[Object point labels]

↓↓↓

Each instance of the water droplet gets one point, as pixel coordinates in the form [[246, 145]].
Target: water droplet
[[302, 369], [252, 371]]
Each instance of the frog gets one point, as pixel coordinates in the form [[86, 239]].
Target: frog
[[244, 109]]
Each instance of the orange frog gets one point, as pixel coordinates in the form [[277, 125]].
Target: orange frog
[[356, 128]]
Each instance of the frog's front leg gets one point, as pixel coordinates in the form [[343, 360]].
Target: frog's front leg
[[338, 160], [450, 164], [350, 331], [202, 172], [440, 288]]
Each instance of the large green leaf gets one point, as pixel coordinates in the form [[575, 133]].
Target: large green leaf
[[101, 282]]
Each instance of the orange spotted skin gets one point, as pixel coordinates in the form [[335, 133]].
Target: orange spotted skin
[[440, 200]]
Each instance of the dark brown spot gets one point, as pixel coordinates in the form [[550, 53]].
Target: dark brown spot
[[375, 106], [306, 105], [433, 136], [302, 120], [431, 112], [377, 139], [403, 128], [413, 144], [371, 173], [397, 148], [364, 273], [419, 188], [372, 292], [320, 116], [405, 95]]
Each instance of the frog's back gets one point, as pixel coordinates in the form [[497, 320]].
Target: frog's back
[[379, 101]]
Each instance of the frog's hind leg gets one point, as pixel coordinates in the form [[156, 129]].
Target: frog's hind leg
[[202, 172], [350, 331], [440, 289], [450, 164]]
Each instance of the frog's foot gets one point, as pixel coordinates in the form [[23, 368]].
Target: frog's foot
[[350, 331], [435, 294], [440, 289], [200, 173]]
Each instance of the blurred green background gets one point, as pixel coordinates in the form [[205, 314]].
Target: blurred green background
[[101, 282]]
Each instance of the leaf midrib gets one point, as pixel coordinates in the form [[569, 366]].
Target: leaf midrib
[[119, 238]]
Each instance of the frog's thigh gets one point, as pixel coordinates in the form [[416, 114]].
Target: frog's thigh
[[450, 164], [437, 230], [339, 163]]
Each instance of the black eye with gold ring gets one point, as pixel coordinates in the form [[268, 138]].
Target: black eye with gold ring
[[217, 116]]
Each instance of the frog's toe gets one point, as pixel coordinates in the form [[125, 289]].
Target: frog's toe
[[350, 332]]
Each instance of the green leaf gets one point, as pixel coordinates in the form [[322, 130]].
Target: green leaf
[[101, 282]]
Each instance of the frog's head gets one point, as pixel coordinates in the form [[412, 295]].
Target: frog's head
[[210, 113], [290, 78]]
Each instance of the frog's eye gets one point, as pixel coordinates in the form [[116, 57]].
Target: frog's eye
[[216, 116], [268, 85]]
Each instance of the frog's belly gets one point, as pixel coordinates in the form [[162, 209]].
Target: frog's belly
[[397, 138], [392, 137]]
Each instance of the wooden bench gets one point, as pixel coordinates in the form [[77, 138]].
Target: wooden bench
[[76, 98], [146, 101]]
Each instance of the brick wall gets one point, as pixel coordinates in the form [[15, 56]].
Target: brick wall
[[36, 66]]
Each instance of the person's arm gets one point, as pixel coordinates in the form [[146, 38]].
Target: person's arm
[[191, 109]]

↑↑↑

- _THE TASK_: Copy out every one of these records word for word, leaving nothing out.

- _ANSWER FOR THIS EXERCISE_:
Each instance of the water droplet gets one point, as pixel coordinates in the form [[246, 145]].
Target: water droplet
[[302, 369], [252, 371]]
Each instance of the frog gets one point, as pixel coordinates in the form [[86, 239]].
Target: frog
[[244, 109]]
Each instance of the orange frog gets one point, as pixel coordinates in the form [[277, 125]].
Target: orange frog
[[356, 128]]
Each instance of the frog's front leg gets one point, as pixel coordinates in the form [[343, 360]].
Target: frog's front leg
[[338, 160], [450, 164], [350, 331], [202, 172], [440, 288]]
Each instance of the large green leaf gets one point, as pixel coordinates in the form [[575, 133]].
Target: large green leaf
[[101, 282]]
Each instance of the orange spotted skin gets one point, as pixel coordinates in the form [[335, 133]].
Target: orange spotted skin
[[440, 200]]
Each instance of the dark brown spot gets one point, as pixel coordinates in the form [[550, 53]].
Target: dark brown spot
[[375, 106], [306, 105], [433, 136], [302, 120], [431, 112], [377, 139], [403, 128], [413, 144], [371, 173], [397, 148], [364, 273], [419, 188], [372, 292], [320, 116], [405, 95]]
Each instance of the frog's back gets one point, as pixel coordinates in the form [[497, 320]].
Target: frog's back
[[379, 101]]
Each instance of the frog's hind leg gets one point, as pixel coordinates in the form [[156, 129]].
Target: frog's hind leg
[[202, 172], [350, 331], [440, 289], [450, 164]]
Each instance of the frog's foot gets one point, as pixel coordinates in the form [[23, 368]].
Target: frog's foot
[[350, 331], [435, 294], [440, 289], [200, 173]]
Each instance of the blurred green background gets one point, as pixel coordinates in the form [[205, 314]].
Target: blurred green background
[[101, 282]]
Each instance of the leaf midrib gets one point, as pixel coordinates in the form [[569, 366]].
Target: leaf midrib
[[119, 238]]
Each instance of the frog's thigh gets one point, as pixel coordinates in the form [[416, 114]].
Target: frog's thigh
[[450, 164], [437, 230], [339, 163]]
Each instance of the black eye with gold ring gets one point, as pixel coordinates in the form [[268, 138]].
Target: black eye with gold ring
[[217, 116]]
Each instance of the frog's toe gets one point, as pixel coordinates in the form [[125, 289]].
Target: frog's toe
[[350, 332]]
Each instance of the green leaf gets one point, as pixel coordinates in the form [[322, 130]].
Target: green leaf
[[101, 282]]
Each instance of the frog's head gets one point, as pixel coordinates in the form [[412, 295]].
Target: frog's head
[[210, 113], [290, 78]]
Each instance of the frog's eye gets one point, as pixel coordinates in the form [[116, 57]].
Target: frog's eye
[[216, 116], [268, 85]]
Each instance of the frog's belly gets one point, as pixel coordinates in the form [[162, 209]].
Target: frog's belly
[[397, 138], [392, 137]]
Each instance of the wooden bench gets one point, as pixel coordinates in the form [[77, 138]].
Target: wooden bench
[[76, 98], [146, 101]]
Each instance of the brick wall gets one point, as pixel coordinates in the form [[15, 56]].
Target: brick wall
[[36, 66]]
Each instance of the person's arm gets one point, as pixel coordinates in the form [[146, 38]].
Target: person's arm
[[191, 109]]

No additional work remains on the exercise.